### Exercise requirements
a: Write out the homeschooling thread from "## chris(madrid) (Mar" to "start here at 6.".
b: Gather every line of the entries that contains the string "clicks".

Passage to read below:

# homeschooling in Spain



## rmwcamacho (Sep 4, 2009)

Hi, all,
My name is Rebecca, and I just posted my introduction. My family and I live in California, but due to my husband's sabbatical, will be in Spain from Dec. 30 through June 7. We will be approximately one month in each of the following cities: Granada, Madrid, Barcelona, Bilbao, and Santiago de Compostela. We are a bilingual family, as I am American and my husband is Mexican. We have three children, ages 10, 7 and 5 years old. We have been homeschooling for about 4 years so far, and would like to know what groups, activities, and other resources are available for local homeschoolers in each area. We would especially like to meet local homeschoolers, whether ex-pats or Spanish. 
Thanks,
Rebecca


----------



## jojo (Sep 20, 2007)

rmwcamacho said:


> Hi, all,
> My name is Rebecca, and I just posted my introduction. My family and I live in California, but due to my husband's sabbatical, will be in Spain from Dec. 30 through June 7. We will be approximately one month in each of the following cities: Granada, Madrid, Barcelona, Bilbao, and Santiago de Compostela. We are a bilingual family, as I am American and my husband is Mexican. We have three children, ages 10, 7 and 5 years old. We have been homeschooling for about 4 years so far, and would like to know what groups, activities, and other resources are available for local homeschoolers in each area. We would especially like to meet local homeschoolers, whether ex-pats or Spanish.
> Thanks,
> Rebecca


Heres some previous threads that may help

http://www.expatforum.com/expats/sp...g-spain/20207-home-educating-while-spain.html

http://www.expatforum.com/expats/spain-expat-forum-expats-living-spain/4366-homeschooling-spain.html

Jo xxx


----------



## chris(madrid) (Mar 23, 2008)

I am aware of an immigrant family in the town I work in - who has recently had an official but so far "friendly" visit from Social Services - "Why does your child not attend an approved place of education" - i.e. School. Spanish schools WILL lay on extra language and intensive learning plans to get non-spanish speakers up to speed. AFAIK the next visit would have been FAR LESS friendly. 

You will not find many Home Schooling support groups as it is not ( as the law understands the concept) legal to do so. But given you are basically just on a 6 month HOLIDAY you I assume will not be residents - Just keep at it. 

The 5 year old is not eligible for COMPULSORY schooling as they start here at 6.


----------

End of Passage to read.
Data for the task below:

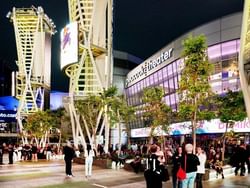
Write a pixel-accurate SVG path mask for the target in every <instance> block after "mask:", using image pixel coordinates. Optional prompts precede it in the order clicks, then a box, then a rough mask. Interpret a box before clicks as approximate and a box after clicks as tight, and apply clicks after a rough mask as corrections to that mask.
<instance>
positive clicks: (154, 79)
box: [153, 72, 158, 84]
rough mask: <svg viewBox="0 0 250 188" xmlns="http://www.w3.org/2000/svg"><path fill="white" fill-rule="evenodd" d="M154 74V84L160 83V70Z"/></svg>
mask: <svg viewBox="0 0 250 188" xmlns="http://www.w3.org/2000/svg"><path fill="white" fill-rule="evenodd" d="M153 76H154V84H157V83H158V72H155V73H154V74H153Z"/></svg>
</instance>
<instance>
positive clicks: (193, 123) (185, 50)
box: [178, 35, 214, 147]
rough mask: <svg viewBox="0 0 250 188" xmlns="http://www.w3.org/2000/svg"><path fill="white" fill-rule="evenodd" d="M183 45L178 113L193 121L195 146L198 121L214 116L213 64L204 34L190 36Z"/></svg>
mask: <svg viewBox="0 0 250 188" xmlns="http://www.w3.org/2000/svg"><path fill="white" fill-rule="evenodd" d="M183 47H184V49H183V52H182V56H183V58H184V66H183V70H182V72H181V80H180V82H179V89H178V94H179V100H180V101H179V109H178V114H179V116H180V117H182V118H183V119H185V120H186V121H187V120H189V121H191V123H192V135H193V144H194V147H195V145H196V136H195V131H196V126H197V121H198V120H204V119H211V118H212V117H213V116H214V115H213V112H212V111H211V110H210V108H209V104H210V103H209V99H210V97H211V95H212V92H211V88H210V85H209V82H208V77H209V75H211V73H212V71H213V66H212V64H210V63H209V62H208V57H207V53H206V51H207V45H206V38H205V36H204V35H200V36H197V37H192V36H189V37H188V38H187V39H185V40H184V41H183Z"/></svg>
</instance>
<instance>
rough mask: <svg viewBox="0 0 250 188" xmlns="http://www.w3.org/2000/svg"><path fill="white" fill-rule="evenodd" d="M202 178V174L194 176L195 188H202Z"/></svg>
mask: <svg viewBox="0 0 250 188" xmlns="http://www.w3.org/2000/svg"><path fill="white" fill-rule="evenodd" d="M202 176H203V174H200V173H197V174H196V188H202Z"/></svg>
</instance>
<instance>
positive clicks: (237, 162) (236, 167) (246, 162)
mask: <svg viewBox="0 0 250 188" xmlns="http://www.w3.org/2000/svg"><path fill="white" fill-rule="evenodd" d="M235 159H236V168H235V171H234V172H235V175H238V170H239V169H240V175H241V176H244V175H245V172H246V168H245V163H247V160H248V156H247V150H246V148H245V145H244V144H243V143H242V144H241V145H240V146H239V147H238V148H237V149H236V153H235Z"/></svg>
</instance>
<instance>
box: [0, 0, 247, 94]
mask: <svg viewBox="0 0 250 188" xmlns="http://www.w3.org/2000/svg"><path fill="white" fill-rule="evenodd" d="M113 1H114V49H116V50H122V51H126V52H128V53H131V54H133V55H135V56H138V57H140V58H142V59H146V58H147V57H149V56H151V55H152V54H153V53H155V52H157V51H158V50H159V49H160V48H162V47H164V46H165V45H166V44H168V43H169V42H171V41H173V40H174V39H176V38H177V37H179V36H180V35H182V34H184V33H186V32H188V31H189V30H191V29H193V28H194V27H196V26H199V25H201V24H203V23H206V22H208V21H212V20H214V19H216V18H218V17H221V16H225V15H228V14H231V13H234V12H238V11H242V9H243V0H207V1H203V0H113ZM67 2H68V1H67V0H1V3H0V44H1V45H0V59H1V60H4V61H7V62H9V63H10V65H14V63H15V60H16V59H17V55H16V44H15V35H14V29H13V24H12V23H10V22H9V20H8V19H7V18H6V14H7V13H8V11H10V10H12V7H17V8H19V7H30V6H31V5H34V6H35V7H37V6H42V7H43V8H44V11H45V13H46V14H47V15H48V16H49V17H50V18H51V19H52V20H53V21H54V23H55V25H56V26H57V28H56V29H57V30H58V31H60V30H61V29H62V28H63V26H64V25H66V24H67V23H68V6H67ZM59 33H60V32H57V33H56V34H55V35H54V36H53V38H52V79H51V80H52V83H51V84H52V90H61V91H67V90H68V83H67V80H68V79H67V77H66V76H65V75H64V73H62V72H61V71H60V68H59V67H60V66H59V59H60V58H59V51H60V50H59V42H60V40H59ZM1 62H2V61H1ZM11 67H13V66H11Z"/></svg>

End of Data for the task.

### Results in order
a:
## chris(madrid) (Mar 23, 2008)

I am aware of an immigrant family in the town I work in - who has recently had an official but so far "friendly" visit from Social Services - "Why does your child not attend an approved place of education" - i.e. School. Spanish schools WILL lay on extra language and intensive learning plans to get non-spanish speakers up to speed. AFAIK the next visit would have been FAR LESS friendly. 

You will not find many Home Schooling support groups as it is not ( as the law understands the concept) legal to do so. But given you are basically just on a 6 month HOLIDAY you I assume will not be residents - Just keep at it. 

The 5 year old is not eligible for COMPULSORY schooling as they start here at 6.

b:
Write a pixel-accurate SVG path mask for the target in every <instance> block after "mask:", using image pixel coordinates. Optional prompts precede it in the order clicks, then a box, then a rough mask. Interpret a box before clicks as approximate and a box after clicks as tight, and apply clicks after a rough mask as corrections to that mask.
positive clicks: (154, 79)
positive clicks: (193, 123) (185, 50)
positive clicks: (237, 162) (236, 167) (246, 162)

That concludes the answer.